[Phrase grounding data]
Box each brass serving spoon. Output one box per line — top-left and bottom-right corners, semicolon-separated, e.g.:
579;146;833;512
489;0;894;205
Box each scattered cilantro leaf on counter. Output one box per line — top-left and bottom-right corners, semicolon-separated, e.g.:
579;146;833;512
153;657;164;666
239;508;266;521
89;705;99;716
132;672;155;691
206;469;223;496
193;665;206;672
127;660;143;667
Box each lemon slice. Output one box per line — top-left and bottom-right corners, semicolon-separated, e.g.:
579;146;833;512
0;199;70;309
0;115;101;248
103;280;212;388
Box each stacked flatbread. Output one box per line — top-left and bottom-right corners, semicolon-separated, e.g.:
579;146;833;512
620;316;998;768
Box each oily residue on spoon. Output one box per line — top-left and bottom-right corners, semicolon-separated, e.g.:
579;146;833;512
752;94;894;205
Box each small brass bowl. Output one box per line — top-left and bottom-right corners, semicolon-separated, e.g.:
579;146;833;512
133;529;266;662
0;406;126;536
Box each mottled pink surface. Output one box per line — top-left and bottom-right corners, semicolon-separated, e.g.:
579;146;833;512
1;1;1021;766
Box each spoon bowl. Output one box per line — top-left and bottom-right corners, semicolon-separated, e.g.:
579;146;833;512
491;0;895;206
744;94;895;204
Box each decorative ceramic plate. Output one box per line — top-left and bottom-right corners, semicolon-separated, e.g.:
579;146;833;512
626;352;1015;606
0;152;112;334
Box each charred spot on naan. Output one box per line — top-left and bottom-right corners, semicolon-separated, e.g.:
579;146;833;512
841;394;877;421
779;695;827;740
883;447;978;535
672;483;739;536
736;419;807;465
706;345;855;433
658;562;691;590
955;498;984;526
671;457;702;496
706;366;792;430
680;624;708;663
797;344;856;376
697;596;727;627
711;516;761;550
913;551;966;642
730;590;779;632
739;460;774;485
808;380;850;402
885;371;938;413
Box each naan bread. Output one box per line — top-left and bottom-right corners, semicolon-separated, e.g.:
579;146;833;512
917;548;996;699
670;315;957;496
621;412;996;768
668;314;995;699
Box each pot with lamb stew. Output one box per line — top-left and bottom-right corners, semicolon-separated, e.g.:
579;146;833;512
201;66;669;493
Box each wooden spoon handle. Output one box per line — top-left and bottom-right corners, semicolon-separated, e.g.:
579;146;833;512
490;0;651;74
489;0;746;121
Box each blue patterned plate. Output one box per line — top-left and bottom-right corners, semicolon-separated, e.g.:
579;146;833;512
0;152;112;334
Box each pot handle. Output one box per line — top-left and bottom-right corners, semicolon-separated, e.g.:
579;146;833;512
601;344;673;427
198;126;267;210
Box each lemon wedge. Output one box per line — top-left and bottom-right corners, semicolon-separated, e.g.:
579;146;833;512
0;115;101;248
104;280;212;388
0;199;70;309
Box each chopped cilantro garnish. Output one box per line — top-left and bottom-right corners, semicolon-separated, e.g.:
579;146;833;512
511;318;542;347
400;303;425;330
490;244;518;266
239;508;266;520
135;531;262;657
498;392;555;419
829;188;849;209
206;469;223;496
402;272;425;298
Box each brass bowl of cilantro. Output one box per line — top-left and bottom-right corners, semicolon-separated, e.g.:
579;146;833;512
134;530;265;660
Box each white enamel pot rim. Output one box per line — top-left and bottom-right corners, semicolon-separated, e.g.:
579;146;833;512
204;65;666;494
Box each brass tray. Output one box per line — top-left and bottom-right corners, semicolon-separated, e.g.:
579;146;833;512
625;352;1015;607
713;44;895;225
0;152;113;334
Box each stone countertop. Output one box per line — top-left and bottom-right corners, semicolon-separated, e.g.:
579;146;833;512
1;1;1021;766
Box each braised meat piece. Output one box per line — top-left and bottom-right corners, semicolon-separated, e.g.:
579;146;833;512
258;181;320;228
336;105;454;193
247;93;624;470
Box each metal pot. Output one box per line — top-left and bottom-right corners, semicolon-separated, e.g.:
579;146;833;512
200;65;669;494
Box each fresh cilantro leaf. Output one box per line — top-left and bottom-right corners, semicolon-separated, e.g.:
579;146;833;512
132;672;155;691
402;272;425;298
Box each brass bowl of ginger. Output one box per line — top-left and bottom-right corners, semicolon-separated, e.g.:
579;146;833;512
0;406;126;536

* * *

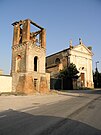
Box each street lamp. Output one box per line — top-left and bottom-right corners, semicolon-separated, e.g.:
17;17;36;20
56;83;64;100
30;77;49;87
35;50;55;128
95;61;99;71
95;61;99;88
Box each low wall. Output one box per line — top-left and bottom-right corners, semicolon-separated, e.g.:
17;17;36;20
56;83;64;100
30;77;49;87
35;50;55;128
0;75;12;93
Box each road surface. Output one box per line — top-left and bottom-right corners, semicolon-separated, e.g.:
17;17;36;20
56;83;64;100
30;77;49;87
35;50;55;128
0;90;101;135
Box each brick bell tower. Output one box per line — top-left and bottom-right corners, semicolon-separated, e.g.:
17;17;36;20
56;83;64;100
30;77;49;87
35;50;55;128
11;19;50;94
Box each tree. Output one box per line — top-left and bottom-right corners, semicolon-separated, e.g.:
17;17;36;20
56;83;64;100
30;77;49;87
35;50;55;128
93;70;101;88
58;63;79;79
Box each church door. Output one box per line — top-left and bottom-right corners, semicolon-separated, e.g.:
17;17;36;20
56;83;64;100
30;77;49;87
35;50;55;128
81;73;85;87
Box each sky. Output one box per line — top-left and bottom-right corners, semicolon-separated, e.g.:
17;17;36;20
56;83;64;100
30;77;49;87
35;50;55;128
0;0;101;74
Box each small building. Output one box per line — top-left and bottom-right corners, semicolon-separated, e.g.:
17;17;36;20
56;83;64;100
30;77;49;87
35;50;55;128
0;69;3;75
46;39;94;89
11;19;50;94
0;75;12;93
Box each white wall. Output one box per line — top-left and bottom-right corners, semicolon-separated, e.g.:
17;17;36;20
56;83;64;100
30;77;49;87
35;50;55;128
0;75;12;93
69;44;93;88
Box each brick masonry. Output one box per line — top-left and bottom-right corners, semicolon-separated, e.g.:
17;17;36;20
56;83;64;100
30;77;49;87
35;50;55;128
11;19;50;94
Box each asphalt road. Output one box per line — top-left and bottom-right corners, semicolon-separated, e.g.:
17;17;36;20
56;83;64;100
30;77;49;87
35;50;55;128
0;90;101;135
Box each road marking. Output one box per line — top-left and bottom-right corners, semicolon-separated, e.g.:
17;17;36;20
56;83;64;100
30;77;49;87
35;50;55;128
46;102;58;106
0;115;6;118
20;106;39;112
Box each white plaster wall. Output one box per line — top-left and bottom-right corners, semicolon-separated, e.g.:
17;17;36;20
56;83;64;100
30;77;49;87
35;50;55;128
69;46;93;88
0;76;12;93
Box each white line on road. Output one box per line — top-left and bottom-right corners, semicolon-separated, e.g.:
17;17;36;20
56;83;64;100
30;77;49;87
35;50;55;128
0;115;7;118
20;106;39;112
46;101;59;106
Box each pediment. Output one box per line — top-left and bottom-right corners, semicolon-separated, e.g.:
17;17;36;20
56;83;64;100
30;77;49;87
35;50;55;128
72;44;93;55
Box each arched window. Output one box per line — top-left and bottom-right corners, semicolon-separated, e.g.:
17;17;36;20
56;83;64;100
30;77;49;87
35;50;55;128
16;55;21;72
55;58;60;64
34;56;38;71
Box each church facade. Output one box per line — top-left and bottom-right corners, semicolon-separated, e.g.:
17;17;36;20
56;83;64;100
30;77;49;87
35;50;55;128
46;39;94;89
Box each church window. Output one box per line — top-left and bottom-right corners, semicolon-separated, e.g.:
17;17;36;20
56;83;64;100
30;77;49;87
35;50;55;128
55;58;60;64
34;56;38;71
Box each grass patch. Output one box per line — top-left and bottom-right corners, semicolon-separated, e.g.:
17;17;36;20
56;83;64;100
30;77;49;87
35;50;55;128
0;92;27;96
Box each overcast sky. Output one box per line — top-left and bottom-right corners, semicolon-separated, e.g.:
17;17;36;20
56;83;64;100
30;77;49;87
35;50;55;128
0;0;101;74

--

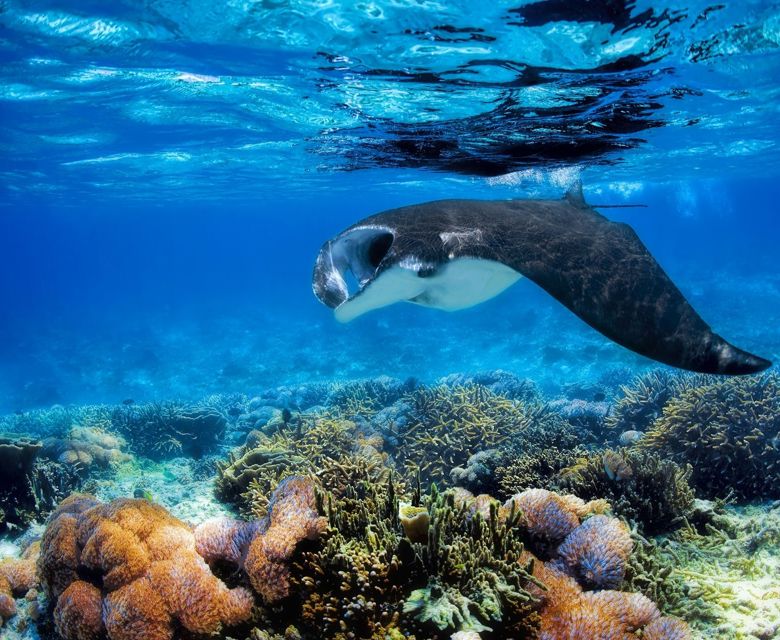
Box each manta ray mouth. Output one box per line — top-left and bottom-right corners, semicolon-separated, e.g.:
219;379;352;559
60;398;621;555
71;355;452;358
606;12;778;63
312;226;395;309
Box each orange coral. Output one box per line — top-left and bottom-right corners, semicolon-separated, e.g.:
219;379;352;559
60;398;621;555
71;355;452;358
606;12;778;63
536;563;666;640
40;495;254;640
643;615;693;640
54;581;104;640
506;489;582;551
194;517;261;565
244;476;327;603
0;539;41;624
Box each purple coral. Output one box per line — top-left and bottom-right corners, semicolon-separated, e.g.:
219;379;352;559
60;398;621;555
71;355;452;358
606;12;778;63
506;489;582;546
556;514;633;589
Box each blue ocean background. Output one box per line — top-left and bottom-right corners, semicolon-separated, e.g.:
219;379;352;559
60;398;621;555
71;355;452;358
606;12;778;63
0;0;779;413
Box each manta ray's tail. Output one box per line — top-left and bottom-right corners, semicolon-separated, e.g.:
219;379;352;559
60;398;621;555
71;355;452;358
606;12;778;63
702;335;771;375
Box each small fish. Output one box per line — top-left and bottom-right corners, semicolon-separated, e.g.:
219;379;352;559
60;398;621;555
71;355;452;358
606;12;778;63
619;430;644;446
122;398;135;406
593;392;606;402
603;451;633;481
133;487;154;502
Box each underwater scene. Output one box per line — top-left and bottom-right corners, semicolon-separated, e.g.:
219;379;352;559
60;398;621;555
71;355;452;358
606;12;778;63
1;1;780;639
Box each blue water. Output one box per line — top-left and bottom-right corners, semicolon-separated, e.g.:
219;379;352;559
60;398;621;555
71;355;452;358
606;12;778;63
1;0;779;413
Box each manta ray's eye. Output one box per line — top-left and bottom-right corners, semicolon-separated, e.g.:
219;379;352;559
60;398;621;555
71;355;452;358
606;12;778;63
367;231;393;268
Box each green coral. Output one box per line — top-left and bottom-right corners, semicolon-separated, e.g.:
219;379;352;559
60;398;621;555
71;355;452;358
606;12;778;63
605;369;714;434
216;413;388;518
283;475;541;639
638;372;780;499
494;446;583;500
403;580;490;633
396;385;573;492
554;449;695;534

## Your assignment:
Look through the data above for the word "spoon". Report each line where it occurs.

## Solved exercise:
Box each brass serving spoon. Output one box per line — top-left and bottom-right corners, semicolon-separated, e.g.:
Box each oily residue on spoon. Output one box per line — top-left and bottom-right corners, semicolon-separated, e.g.:
Box each spoon bowl. Output one box per line — top-left and bottom-right corners, semicolon-separated, e.g.:
Box each wooden spoon handle. Output one box per line — top-left and bottom-right corners, semicolon-separated, e.g.:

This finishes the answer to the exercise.